The problem: Word for word, repeat the data; no picture should appear in the result.

====== Record excerpts

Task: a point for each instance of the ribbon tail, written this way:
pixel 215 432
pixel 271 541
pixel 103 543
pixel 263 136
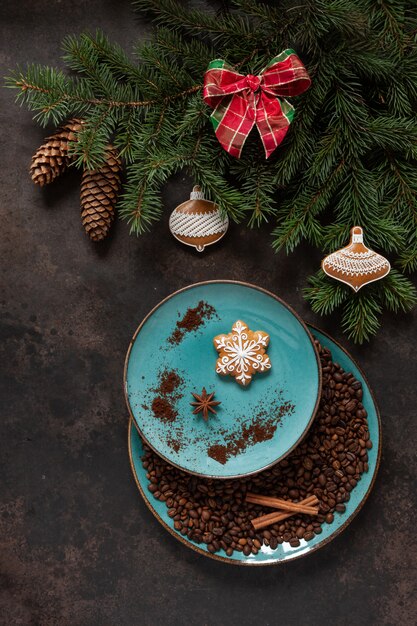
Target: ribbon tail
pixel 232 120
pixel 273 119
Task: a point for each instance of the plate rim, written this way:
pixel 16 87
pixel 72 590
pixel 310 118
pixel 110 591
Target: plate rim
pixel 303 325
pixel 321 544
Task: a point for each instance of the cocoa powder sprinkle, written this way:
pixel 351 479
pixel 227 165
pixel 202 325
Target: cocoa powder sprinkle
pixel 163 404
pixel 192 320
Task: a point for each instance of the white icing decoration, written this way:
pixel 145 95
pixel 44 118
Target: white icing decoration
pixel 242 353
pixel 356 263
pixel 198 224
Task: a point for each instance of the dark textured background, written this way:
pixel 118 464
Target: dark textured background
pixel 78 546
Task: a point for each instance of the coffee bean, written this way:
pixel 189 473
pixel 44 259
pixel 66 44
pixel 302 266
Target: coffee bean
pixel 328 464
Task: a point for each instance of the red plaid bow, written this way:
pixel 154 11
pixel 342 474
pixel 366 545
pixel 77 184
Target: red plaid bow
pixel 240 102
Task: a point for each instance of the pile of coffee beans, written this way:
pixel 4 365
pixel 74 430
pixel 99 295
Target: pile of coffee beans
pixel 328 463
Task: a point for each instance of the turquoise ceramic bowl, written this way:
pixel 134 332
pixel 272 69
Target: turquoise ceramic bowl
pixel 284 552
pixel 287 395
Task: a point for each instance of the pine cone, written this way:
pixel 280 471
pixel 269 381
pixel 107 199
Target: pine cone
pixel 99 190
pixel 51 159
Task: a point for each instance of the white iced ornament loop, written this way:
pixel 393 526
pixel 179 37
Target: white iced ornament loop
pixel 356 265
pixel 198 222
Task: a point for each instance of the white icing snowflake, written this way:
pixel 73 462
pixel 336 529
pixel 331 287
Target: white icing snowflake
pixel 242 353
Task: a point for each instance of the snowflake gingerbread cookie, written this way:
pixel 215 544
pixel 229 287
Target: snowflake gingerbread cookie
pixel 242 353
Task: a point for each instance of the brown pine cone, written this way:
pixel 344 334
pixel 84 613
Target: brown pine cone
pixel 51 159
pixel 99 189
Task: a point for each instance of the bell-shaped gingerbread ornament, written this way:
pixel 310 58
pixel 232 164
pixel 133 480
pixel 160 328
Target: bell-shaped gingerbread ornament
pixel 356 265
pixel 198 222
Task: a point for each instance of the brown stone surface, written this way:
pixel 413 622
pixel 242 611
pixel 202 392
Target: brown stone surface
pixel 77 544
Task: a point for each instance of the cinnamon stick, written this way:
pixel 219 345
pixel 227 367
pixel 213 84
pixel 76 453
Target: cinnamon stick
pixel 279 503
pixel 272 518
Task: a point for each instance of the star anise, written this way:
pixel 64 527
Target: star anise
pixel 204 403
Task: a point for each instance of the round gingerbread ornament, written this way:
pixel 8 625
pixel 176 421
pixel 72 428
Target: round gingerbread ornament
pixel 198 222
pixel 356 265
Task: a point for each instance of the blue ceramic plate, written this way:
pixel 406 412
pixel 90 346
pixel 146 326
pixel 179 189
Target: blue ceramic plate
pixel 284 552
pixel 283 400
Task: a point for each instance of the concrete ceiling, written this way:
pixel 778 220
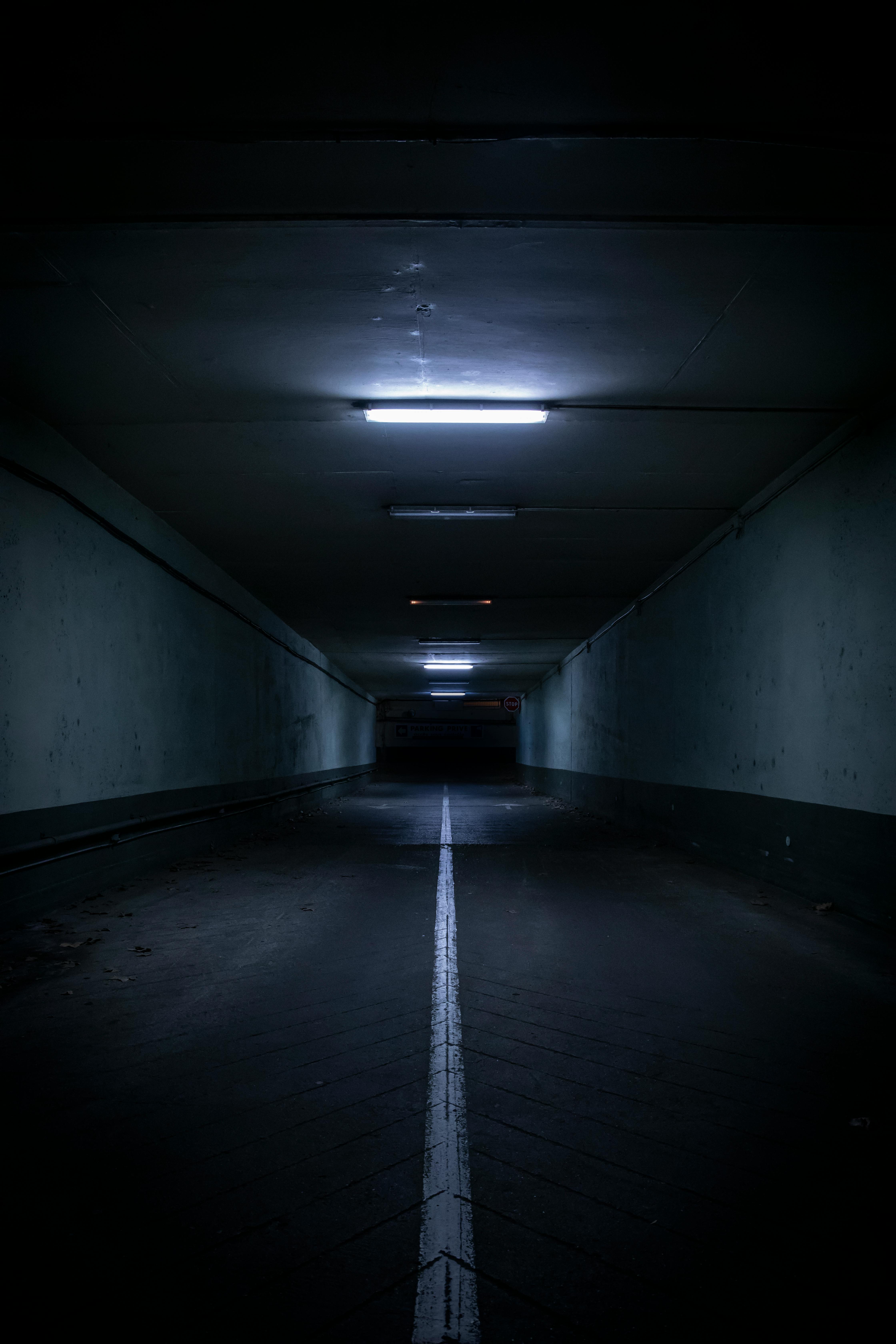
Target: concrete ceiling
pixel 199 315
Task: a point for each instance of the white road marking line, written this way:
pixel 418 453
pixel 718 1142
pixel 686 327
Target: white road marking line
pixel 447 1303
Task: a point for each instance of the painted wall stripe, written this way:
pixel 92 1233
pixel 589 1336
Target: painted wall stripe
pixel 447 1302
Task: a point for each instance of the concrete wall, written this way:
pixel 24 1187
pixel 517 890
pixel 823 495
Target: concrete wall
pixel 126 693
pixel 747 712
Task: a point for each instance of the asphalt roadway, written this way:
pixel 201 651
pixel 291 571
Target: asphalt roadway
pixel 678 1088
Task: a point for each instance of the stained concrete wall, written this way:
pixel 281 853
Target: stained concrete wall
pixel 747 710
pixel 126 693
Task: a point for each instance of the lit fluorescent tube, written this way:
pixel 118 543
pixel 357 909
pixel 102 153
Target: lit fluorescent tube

============

Solved problem:
Task: a point for each instance of the ribbon tail, written this way:
pixel 215 432
pixel 271 541
pixel 103 543
pixel 263 136
Target: ribbon tail
pixel 232 120
pixel 273 119
Task: a point for each instance of the plate rim, written this way:
pixel 16 87
pixel 72 590
pixel 310 118
pixel 110 591
Target: plate rim
pixel 303 325
pixel 321 544
Task: a point for each instance of the cocoa powder sprinkle, written this way:
pixel 351 479
pixel 227 165
pixel 202 325
Target: cocoa powder sprinkle
pixel 163 404
pixel 192 320
Task: a point for each instance of the white icing decoration, written this way:
pixel 145 95
pixel 44 118
Target: white icing decoration
pixel 242 353
pixel 356 263
pixel 198 224
Task: a point for each instance of the dark textured background, written this way:
pixel 118 464
Target: dark textured background
pixel 78 546
Task: a point for each instance of the coffee bean, written this way:
pixel 189 473
pixel 44 259
pixel 66 44
pixel 302 266
Target: coffee bean
pixel 328 464
Task: a point for each instance of the red plaid bow, written this way:
pixel 154 11
pixel 342 474
pixel 366 545
pixel 77 184
Target: red plaid bow
pixel 240 102
Task: a point for each instance of the pile of coffee beans, written this way:
pixel 4 365
pixel 74 430
pixel 99 295
Target: pile of coffee beans
pixel 328 463
Task: a point for each instance of the turquoise ceramic bowl, written this way:
pixel 134 332
pixel 272 69
Target: turquoise ceramic bowl
pixel 284 552
pixel 287 395
Task: a point for each instance of the pine cone, written this way:
pixel 280 471
pixel 269 381
pixel 107 199
Target: pine cone
pixel 99 190
pixel 51 159
Task: a point for each instance of the white iced ornament loop, written this way:
pixel 393 526
pixel 179 37
Target: white iced ornament loop
pixel 356 265
pixel 198 222
Task: a point for each instance of the white icing snowflake, written this way:
pixel 73 462
pixel 336 529
pixel 331 287
Target: white icing snowflake
pixel 242 353
Task: a point for each instance of the snowflake gingerbread cookie, written this way:
pixel 215 544
pixel 229 287
Target: snowflake gingerbread cookie
pixel 242 353
Task: a point for each instance of the brown pine cone, written this way:
pixel 344 334
pixel 84 613
Target: brown pine cone
pixel 51 159
pixel 99 189
Task: a point for each instance of the bell-shaped gingerbread ornament, written this way:
pixel 310 58
pixel 232 164
pixel 133 480
pixel 160 328
Target: bell-shaped gingerbread ornament
pixel 356 265
pixel 198 222
Task: a point for each instance of the brown stone surface, written this way:
pixel 413 622
pixel 242 611
pixel 202 392
Target: brown stone surface
pixel 77 544
Task: a point for each instance of the cinnamon stick, written this way:
pixel 219 345
pixel 227 367
pixel 213 84
pixel 76 453
Target: cinnamon stick
pixel 279 503
pixel 272 518
Task: a point for each instance of the star anise, written this way:
pixel 64 527
Target: star anise
pixel 204 403
Task: a point for each instance of the round gingerbread ornament, written this way:
pixel 8 625
pixel 176 421
pixel 72 428
Target: round gingerbread ornament
pixel 198 222
pixel 356 265
Task: a point for each instance of the blue ceramic plate, written this way:
pixel 406 412
pixel 90 346
pixel 146 326
pixel 179 189
Target: blue ceramic plate
pixel 284 552
pixel 283 400
Task: a point for each instance of the concrete ceiling, written this way:
pixel 778 220
Target: concrete ceiling
pixel 199 315
Task: a point for each instance of the white road marking line, written this way:
pixel 418 453
pixel 718 1142
pixel 686 327
Target: white road marking line
pixel 447 1303
Task: a point for each instance of the painted wall stripe, written this way:
pixel 92 1233
pixel 589 1336
Target: painted wall stripe
pixel 447 1302
Task: a point for each instance of the concrete wall, written this way:
pixel 24 1187
pixel 517 890
pixel 823 495
Target: concrete wall
pixel 126 693
pixel 747 712
Task: a point for each instance of the asphalt roadway, written this way:
pixel 201 651
pixel 291 571
Target: asphalt roadway
pixel 678 1088
Task: a point for each instance of the stained concrete wall, written this way:
pixel 281 853
Target: stained concrete wall
pixel 747 710
pixel 126 693
Task: a point for each instance of the lit fluorescent tube, written this way:
pixel 118 543
pixel 357 909
pixel 102 153
Target: lit fluorescent tube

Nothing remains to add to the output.